DIE AUFGABE
Kannst du die Einträge, beginnend beim Eintrag mit „Note for the class: annotate every instance of the white horse“ und endend mit dem letzten Eintrag, als zweispaltige CSV mit den Spalten „text“ und „antwort“ ausgeben? Pro Eintrag soll eine Zeile mit seinem Text und seiner Antwort stehen, jedes Feld in Anführungszeichen und Zeilenumbrüche durch Leerzeichen ersetzt.

DIE EINTRÄGE
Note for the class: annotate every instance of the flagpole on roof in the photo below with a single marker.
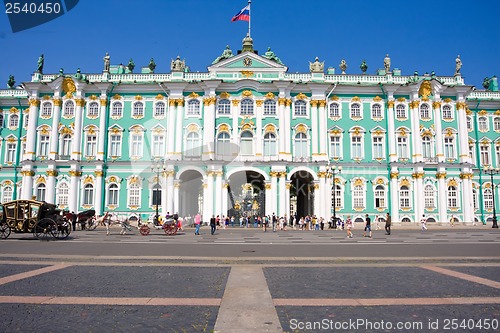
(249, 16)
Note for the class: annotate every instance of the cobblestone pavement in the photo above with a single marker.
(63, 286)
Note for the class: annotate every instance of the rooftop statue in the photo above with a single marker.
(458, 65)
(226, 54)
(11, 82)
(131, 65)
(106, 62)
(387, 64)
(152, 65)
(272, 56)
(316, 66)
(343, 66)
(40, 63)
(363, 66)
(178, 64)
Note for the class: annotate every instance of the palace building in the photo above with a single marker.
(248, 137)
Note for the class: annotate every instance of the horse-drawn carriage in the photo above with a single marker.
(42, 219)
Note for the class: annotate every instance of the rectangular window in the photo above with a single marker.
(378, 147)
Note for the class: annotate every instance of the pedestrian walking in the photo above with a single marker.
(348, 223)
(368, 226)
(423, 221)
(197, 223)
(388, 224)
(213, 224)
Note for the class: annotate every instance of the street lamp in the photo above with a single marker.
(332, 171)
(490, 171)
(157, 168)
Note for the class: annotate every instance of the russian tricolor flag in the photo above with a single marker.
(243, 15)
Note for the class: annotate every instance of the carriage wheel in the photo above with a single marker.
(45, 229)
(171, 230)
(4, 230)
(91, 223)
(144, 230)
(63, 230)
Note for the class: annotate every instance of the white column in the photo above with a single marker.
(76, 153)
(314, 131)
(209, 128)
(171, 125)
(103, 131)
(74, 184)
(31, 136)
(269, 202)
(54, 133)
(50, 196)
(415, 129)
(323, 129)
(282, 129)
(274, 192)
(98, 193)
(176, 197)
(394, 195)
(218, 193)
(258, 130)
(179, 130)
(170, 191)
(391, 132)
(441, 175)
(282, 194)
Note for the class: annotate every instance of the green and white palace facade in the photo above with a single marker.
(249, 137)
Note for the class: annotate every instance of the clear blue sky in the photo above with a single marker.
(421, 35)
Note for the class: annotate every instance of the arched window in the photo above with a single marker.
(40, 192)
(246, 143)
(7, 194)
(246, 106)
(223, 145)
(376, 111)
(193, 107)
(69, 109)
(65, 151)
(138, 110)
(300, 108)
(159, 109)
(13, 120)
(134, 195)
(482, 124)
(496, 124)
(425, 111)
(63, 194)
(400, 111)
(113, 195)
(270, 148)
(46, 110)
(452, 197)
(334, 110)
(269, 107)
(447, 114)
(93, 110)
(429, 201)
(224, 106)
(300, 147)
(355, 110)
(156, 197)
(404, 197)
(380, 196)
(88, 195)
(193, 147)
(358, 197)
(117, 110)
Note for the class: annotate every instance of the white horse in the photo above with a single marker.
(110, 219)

LÖSUNG DER AUFGABE
text,antwort
"Note for the class: annotate every instance of the white horse in the photo above with a single marker.","(110, 219)"